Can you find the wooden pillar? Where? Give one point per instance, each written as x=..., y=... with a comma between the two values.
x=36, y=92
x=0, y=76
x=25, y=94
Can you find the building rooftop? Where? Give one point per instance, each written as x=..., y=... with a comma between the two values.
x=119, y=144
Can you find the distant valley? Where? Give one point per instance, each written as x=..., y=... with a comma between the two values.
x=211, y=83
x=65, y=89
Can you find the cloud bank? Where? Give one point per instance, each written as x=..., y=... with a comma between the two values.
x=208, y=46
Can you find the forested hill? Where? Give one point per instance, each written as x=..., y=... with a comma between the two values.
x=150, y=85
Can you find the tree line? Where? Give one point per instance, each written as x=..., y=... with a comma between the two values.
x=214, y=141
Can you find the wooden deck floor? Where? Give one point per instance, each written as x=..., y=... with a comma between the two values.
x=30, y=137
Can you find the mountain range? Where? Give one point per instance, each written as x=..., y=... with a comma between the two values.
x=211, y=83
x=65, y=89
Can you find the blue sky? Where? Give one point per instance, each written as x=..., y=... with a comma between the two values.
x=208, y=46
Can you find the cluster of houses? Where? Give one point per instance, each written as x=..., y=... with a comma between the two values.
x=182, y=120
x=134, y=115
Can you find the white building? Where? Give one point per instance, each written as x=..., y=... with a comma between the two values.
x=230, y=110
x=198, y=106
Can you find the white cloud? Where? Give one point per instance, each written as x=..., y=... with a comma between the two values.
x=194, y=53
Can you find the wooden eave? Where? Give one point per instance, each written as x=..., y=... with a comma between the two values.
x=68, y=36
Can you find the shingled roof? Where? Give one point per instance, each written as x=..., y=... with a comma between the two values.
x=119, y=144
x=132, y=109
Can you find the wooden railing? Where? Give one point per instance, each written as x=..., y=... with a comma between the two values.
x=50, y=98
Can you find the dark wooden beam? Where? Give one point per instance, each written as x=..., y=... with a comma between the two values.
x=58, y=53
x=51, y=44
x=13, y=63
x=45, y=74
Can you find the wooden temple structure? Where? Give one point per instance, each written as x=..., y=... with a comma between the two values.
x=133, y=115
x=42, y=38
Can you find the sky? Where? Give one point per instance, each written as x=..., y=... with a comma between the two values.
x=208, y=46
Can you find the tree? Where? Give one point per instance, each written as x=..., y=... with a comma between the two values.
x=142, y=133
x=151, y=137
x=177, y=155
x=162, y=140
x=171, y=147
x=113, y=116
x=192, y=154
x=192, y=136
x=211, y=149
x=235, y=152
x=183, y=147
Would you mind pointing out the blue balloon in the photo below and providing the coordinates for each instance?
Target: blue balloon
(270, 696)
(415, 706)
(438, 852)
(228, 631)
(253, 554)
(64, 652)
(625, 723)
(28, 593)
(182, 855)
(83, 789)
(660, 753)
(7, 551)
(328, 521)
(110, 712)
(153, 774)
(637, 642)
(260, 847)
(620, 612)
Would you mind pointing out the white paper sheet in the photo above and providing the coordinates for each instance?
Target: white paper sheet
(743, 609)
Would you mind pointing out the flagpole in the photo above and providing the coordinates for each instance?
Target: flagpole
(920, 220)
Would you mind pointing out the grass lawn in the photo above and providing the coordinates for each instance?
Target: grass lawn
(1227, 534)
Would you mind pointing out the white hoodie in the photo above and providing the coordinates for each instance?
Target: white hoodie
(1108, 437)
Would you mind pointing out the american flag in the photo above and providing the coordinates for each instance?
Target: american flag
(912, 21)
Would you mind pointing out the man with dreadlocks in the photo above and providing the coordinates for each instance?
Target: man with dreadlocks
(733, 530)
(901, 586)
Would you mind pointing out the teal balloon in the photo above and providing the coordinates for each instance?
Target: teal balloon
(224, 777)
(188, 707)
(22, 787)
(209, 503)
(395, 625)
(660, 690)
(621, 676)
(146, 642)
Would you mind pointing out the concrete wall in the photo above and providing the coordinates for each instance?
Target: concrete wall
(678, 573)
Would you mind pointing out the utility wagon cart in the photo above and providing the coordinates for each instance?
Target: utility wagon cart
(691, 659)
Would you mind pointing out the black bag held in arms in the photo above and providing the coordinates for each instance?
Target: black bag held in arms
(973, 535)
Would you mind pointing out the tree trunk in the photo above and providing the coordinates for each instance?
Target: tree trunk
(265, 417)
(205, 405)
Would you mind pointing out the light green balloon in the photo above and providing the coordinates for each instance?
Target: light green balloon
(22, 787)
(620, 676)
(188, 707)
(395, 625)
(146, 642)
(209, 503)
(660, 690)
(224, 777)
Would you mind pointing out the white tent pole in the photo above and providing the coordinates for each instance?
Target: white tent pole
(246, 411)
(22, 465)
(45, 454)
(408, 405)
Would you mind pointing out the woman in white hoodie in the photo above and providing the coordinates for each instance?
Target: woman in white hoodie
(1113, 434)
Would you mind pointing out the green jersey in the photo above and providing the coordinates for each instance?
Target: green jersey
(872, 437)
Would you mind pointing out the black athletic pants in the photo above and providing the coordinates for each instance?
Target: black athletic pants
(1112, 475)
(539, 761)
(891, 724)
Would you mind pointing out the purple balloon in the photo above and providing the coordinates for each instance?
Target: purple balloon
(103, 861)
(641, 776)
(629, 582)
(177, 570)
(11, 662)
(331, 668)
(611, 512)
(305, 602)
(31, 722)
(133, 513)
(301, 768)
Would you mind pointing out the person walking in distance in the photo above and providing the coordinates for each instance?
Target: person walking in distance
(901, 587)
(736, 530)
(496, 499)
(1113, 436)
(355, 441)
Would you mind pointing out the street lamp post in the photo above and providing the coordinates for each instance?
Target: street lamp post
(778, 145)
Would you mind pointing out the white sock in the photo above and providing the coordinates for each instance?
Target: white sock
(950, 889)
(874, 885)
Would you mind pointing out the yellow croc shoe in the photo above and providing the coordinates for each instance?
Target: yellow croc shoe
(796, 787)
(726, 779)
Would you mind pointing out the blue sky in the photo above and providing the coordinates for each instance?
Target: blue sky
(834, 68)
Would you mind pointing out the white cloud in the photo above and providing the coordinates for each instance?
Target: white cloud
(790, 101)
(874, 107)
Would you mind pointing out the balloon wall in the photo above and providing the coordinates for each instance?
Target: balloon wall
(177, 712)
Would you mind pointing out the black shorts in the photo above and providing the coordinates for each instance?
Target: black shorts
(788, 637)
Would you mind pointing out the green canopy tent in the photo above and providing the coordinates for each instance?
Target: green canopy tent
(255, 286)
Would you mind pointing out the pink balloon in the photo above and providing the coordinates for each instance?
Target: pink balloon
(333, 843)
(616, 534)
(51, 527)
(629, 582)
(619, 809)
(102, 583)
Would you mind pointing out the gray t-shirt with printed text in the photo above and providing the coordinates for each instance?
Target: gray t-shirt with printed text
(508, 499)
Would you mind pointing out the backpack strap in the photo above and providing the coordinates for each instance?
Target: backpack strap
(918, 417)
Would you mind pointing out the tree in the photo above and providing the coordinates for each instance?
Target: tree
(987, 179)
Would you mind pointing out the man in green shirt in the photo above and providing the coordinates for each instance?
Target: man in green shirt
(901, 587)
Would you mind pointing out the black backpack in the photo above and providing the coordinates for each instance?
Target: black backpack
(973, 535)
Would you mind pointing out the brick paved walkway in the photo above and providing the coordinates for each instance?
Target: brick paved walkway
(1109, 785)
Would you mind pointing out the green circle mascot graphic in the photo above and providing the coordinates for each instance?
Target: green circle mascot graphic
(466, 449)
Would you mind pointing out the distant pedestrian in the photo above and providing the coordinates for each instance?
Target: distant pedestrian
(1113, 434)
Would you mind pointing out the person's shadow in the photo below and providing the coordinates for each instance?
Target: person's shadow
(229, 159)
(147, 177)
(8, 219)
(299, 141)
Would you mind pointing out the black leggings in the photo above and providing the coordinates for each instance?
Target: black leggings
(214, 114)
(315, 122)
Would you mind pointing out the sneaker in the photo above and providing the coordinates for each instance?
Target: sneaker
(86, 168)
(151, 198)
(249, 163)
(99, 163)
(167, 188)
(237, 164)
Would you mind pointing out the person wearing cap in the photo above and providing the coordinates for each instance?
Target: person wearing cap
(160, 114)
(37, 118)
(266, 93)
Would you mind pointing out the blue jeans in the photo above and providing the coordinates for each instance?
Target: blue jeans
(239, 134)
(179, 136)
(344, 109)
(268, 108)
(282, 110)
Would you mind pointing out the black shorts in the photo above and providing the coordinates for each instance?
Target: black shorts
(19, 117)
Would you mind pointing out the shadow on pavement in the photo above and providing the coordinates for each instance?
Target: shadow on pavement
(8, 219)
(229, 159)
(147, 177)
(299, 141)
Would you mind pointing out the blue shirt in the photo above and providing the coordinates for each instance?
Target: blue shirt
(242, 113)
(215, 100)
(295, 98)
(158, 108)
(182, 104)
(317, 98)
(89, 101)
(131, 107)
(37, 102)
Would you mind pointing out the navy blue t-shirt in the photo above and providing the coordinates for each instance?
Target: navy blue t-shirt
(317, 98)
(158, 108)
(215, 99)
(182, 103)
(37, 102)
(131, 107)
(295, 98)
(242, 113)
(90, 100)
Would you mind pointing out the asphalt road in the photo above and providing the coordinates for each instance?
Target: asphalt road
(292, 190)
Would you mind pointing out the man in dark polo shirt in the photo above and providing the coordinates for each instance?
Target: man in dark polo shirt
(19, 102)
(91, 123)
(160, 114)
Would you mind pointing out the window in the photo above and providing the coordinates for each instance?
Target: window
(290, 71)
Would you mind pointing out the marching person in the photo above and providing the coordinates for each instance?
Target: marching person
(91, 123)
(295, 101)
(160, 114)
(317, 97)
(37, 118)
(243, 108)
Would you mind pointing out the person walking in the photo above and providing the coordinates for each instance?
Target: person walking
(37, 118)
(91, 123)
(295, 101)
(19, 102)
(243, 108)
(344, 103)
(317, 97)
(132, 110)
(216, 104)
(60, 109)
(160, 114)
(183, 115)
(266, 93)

+ + + + + + +

◆ **Task requirements**:
Which of the lines in the listing above include "below"? Report each of them.

◆ **Problem solution**:
Would you mind pointing out the blue balloon in the photo below and providing the coordinates for each instance?
Would you mind pointing out the person's shadow in the photo below and providing the coordinates for each instance?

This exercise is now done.